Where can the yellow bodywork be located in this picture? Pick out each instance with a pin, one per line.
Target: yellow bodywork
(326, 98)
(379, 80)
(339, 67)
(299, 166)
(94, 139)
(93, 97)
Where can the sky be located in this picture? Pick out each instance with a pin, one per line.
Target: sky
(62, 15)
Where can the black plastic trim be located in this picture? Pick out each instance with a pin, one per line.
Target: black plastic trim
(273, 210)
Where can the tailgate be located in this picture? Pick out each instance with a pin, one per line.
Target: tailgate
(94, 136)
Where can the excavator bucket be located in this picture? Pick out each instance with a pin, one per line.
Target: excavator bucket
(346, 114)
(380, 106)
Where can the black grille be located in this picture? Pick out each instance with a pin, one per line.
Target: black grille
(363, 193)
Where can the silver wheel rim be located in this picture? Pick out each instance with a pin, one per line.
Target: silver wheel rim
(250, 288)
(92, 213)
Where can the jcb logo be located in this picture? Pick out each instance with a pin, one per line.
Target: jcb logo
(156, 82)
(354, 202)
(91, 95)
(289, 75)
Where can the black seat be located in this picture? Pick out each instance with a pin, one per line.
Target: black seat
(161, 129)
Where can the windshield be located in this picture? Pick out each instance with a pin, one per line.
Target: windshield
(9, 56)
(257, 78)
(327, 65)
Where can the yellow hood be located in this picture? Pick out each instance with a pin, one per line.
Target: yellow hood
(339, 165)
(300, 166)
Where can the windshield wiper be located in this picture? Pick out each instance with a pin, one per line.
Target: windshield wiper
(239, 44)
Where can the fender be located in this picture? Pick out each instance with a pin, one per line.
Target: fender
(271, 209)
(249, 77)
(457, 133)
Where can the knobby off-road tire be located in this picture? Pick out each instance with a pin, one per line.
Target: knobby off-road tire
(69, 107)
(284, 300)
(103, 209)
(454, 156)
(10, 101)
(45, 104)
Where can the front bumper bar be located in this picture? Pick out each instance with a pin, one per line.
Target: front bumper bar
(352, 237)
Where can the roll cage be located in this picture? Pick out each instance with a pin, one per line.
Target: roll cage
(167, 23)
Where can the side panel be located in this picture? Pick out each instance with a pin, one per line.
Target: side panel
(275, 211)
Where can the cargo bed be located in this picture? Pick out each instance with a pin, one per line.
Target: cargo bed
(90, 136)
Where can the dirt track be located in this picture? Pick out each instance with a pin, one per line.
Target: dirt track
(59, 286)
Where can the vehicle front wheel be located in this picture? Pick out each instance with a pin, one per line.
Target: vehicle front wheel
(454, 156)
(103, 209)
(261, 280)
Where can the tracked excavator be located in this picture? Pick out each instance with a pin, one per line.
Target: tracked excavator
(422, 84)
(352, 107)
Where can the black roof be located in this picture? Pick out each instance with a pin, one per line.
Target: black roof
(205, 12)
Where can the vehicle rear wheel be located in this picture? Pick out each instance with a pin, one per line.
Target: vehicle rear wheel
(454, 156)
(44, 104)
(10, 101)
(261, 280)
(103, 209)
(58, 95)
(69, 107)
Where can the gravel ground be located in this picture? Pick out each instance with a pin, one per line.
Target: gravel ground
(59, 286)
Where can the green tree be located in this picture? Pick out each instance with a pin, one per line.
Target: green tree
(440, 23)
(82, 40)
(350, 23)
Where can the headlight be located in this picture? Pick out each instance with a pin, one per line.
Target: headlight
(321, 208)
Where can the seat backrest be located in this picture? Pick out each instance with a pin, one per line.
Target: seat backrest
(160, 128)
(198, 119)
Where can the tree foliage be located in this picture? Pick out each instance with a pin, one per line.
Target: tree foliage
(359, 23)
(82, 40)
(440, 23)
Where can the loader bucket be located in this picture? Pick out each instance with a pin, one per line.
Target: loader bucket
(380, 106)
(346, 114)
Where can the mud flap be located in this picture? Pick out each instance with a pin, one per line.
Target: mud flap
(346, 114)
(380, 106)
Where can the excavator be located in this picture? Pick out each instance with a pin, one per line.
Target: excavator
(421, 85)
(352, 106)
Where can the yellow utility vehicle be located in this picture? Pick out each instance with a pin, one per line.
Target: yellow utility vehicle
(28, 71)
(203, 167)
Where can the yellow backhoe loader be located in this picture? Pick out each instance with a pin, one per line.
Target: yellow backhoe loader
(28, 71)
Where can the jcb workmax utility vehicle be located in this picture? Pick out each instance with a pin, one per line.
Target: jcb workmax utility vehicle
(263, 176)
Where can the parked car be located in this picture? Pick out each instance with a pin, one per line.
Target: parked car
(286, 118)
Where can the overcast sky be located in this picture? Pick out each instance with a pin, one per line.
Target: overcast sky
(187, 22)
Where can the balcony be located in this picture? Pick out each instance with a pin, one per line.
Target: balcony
.....
### BRIEF
Put every line of the entries above into a numbered list and leave out any blank lines.

### OUTPUT OF THE TASK
1. Where can the yellow bodywork be located in this picture? Pick out each instance with a pin, one per line.
2. Target: yellow bodywork
3. (326, 98)
4. (379, 80)
5. (339, 67)
6. (299, 166)
7. (94, 139)
8. (93, 97)
9. Where can the sky be located in this picture? Pick out each instance with a pin, one per line.
10. Target: sky
11. (62, 15)
12. Where can the black plastic trim be located in this picture? Pick out each instance with a pin, one per line.
13. Target: black plastic trim
14. (273, 210)
15. Where can the tailgate be located in this picture? Pick out each instance with a pin, one per line.
16. Target: tailgate
17. (94, 136)
18. Where can the excavator bucket be located in this picture? Pick out each instance with a pin, one per line.
19. Target: excavator bucket
20. (346, 114)
21. (380, 106)
22. Where can the black grille be located in this picture? Pick out each instance with a pin, one per line.
23. Target: black grille
24. (363, 193)
25. Where can the silver wheel rim be located in this picture? Pick out each instance with a pin, one per line.
26. Target: silver wheel rim
27. (250, 288)
28. (92, 213)
29. Where can the jcb logo be located in this picture? Pick out each instance with a pin, one per line.
30. Target: jcb logo
31. (156, 82)
32. (354, 202)
33. (91, 95)
34. (289, 75)
35. Where can the black seat be located in this picture? Pick out each instance with a pin, one per line.
36. Target: black seat
37. (161, 129)
38. Where can the windshield be located in this picture? Pick out each instance with a pin, one per line.
39. Target: windshield
40. (9, 56)
41. (257, 78)
42. (327, 65)
43. Where can the yellow hood be located in this picture? Pick out each instance with a pin, one per line.
44. Target: yellow hood
45. (339, 165)
46. (300, 166)
47. Where can the windshield wiper be located in this picture? Pick out each instance with a pin, one per line.
48. Target: windshield wiper
49. (239, 44)
50. Where can the fender be located in this picture? Pick out each instance with a pin, one per line.
51. Target: fender
52. (271, 209)
53. (249, 77)
54. (457, 133)
55. Where can the knobby off-road tire be located in this picture? Pick out each instance with a pin, one per line.
56. Target: knobby off-road tire
57. (69, 107)
58. (284, 300)
59. (103, 209)
60. (454, 156)
61. (10, 101)
62. (45, 104)
63. Where can the front bumper bar be located in this picture? Pick out each instance with a pin, one per line.
64. Target: front bumper bar
65. (352, 237)
66. Where can the roll cage be located in this picture? Pick out each instance with a pin, one per line.
67. Target: roll cage
68. (167, 23)
69. Where can the side panel be located in this picture? Pick out each instance with a pin, one per line.
70. Target: side panel
71. (275, 211)
72. Where can the cargo bed be located in this picture? Pick out each instance with a pin, one per line.
73. Target: cargo bed
74. (90, 136)
75. Where can the dirt track be located in this picture? Pick out each instance with a pin, one per line.
76. Target: dirt track
77. (59, 286)
78. Where can the vehicle front wheel be located in this picture? Pick out each instance with a pin, one per line.
79. Target: vehicle front wheel
80. (454, 156)
81. (103, 209)
82. (261, 280)
83. Where can the tracked excavator be located in this picture? Pick out each instance with a pin, one per line.
84. Target: tracked excavator
85. (422, 84)
86. (352, 107)
87. Where can the black roof be located in this picture? Pick out each instance with a pin, one per line.
88. Target: black roof
89. (205, 12)
90. Where can the vehicle rear wheel be located in this picture? Pick out each instance with a pin, one per line.
91. Target: vehicle rear wheel
92. (454, 156)
93. (44, 104)
94. (10, 101)
95. (261, 280)
96. (103, 209)
97. (58, 95)
98. (69, 107)
99. Where can the gravel ground be located in this picture? Pick out each instance with a pin, one per line.
100. Target: gravel ground
101. (59, 286)
102. Where can the green tree be located in this picture? Pick out each instance with a pin, one per line.
103. Target: green tree
104. (440, 23)
105. (82, 40)
106. (350, 23)
107. Where can the headlight be located in this picture? Pick out each instance with a pin, one per line.
108. Target: headlight
109. (321, 208)
110. Where can the seat backrest be located in this picture? Pick out each instance with a pin, one per line.
111. Target: seat backrest
112. (160, 128)
113. (198, 119)
114. Where can the tree foliage be located in this picture? Pick out each instance with a pin, one per line.
115. Target: tree foliage
116. (359, 23)
117. (82, 40)
118. (440, 23)
119. Where can the loader bucket be located in this picture? Pick out each instance with a pin, one per line.
120. Target: loader bucket
121. (380, 106)
122. (346, 114)
123. Where can the mud flap be located in this picture? Pick out each instance with a pin, one per line.
124. Target: mud flap
125. (346, 114)
126. (380, 106)
127. Where can the excavator be located in this picture? Pick out each instance with a pin, one per line.
128. Target: excavator
129. (421, 85)
130. (352, 106)
131. Where can the yellow utility vehicle be located in this picture? Pick out each instance with a pin, one per line.
132. Target: yellow utility vehicle
133. (28, 71)
134. (203, 167)
135. Where can the yellow backhoe loader be located in this picture? Pick out each instance with a pin, one per line.
136. Target: yellow backhoe loader
137. (28, 71)
138. Where can the jcb workmax utility vehicle be located in this picture? Pick out each instance with a pin, one per line.
139. Target: jcb workmax utility vehicle
140. (263, 176)
141. Where can the parked car be located in this picture? Pick out each instance with a pin, one per line.
142. Target: parked car
143. (286, 118)
144. Where can the overcast sky be located in this picture? Pick out each instance with a pin, one per line.
145. Target: overcast sky
146. (187, 22)
147. Where can the balcony be located in this picture? Pick out each instance with a pin, one per line.
148. Target: balcony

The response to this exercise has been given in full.